◆ Recorded information:
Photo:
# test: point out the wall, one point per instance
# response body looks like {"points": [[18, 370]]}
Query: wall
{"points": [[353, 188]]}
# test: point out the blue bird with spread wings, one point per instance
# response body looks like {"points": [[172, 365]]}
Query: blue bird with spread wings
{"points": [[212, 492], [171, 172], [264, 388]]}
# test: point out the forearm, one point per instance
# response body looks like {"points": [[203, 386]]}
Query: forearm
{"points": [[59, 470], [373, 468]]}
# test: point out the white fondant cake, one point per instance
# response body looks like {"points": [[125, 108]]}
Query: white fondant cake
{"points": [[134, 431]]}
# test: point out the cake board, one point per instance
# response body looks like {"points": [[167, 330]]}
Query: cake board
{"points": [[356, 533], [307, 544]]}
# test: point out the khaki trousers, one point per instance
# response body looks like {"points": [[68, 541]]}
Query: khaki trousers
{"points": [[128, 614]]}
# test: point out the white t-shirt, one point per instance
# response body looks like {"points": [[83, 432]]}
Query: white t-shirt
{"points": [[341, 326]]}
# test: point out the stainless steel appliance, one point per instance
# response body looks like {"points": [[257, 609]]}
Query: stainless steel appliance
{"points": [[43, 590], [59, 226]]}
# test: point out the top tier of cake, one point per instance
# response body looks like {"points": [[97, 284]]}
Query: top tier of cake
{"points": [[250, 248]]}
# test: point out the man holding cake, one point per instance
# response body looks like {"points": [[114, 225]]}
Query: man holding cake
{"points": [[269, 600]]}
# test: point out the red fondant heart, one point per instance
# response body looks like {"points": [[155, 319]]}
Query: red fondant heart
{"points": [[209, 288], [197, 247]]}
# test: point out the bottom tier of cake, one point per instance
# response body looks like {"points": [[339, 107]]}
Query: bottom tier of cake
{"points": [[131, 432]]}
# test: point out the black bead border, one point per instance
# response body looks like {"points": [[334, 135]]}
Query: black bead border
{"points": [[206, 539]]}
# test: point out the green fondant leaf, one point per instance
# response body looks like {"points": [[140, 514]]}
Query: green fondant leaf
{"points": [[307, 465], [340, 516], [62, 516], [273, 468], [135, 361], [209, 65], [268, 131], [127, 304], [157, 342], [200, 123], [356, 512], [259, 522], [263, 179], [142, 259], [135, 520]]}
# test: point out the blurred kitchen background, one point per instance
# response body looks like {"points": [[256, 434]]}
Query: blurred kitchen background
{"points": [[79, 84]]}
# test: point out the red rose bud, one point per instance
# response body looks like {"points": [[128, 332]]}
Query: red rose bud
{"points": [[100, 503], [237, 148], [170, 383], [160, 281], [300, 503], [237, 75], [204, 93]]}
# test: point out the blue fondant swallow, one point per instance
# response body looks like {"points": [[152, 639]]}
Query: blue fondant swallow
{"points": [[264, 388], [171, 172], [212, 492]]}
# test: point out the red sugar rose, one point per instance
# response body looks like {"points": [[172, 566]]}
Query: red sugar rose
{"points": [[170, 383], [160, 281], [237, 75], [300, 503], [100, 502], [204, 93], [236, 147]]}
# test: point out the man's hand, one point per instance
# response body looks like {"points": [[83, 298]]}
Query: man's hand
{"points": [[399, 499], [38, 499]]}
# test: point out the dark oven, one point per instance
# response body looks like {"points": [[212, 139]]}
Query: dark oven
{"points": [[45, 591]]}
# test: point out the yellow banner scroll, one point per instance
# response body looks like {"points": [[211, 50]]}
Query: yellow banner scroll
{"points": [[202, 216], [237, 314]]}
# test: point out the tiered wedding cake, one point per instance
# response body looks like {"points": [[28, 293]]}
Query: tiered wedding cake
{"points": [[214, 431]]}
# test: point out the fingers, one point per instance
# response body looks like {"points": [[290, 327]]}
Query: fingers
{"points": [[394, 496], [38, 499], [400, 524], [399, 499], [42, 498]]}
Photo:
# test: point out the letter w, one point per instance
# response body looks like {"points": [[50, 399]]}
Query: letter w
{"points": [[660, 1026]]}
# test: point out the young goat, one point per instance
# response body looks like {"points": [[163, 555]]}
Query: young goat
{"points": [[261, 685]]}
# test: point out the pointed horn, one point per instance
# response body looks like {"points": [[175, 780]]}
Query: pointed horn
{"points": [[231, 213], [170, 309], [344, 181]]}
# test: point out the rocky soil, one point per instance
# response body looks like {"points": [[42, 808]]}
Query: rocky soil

◆ Task instructions: Scale the entries from the line containing "# test: point out the fingers, one" through the last entry, both ends included. Write every line in that span again, requests included. Multiply each point coordinate in the answers by 2.15 and round to whole numbers, halves up. Leave all other numbers as they are.

◆ Full response:
# test: point out the fingers, one point per instance
# response body looks like {"points": [[290, 327]]}
Query: fingers
{"points": [[847, 1066], [82, 1073], [860, 1127], [858, 1073], [90, 1071]]}
Photo:
# test: point out the letter w, one point per instance
# response body looks like {"points": [[50, 399]]}
Query: letter w
{"points": [[1419, 2206]]}
# test: point out the young goat, one point per instance
# response body looks like {"points": [[163, 555]]}
Query: young goat
{"points": [[561, 1473]]}
# test: point out the pointed horn, one point per instance
# response body looks like {"points": [[175, 780]]}
Query: pointed horn
{"points": [[497, 458], [366, 664], [740, 389]]}
# test: point out the rocky soil, one point per instance
# response body looks like {"points": [[42, 808]]}
Query: rocky soil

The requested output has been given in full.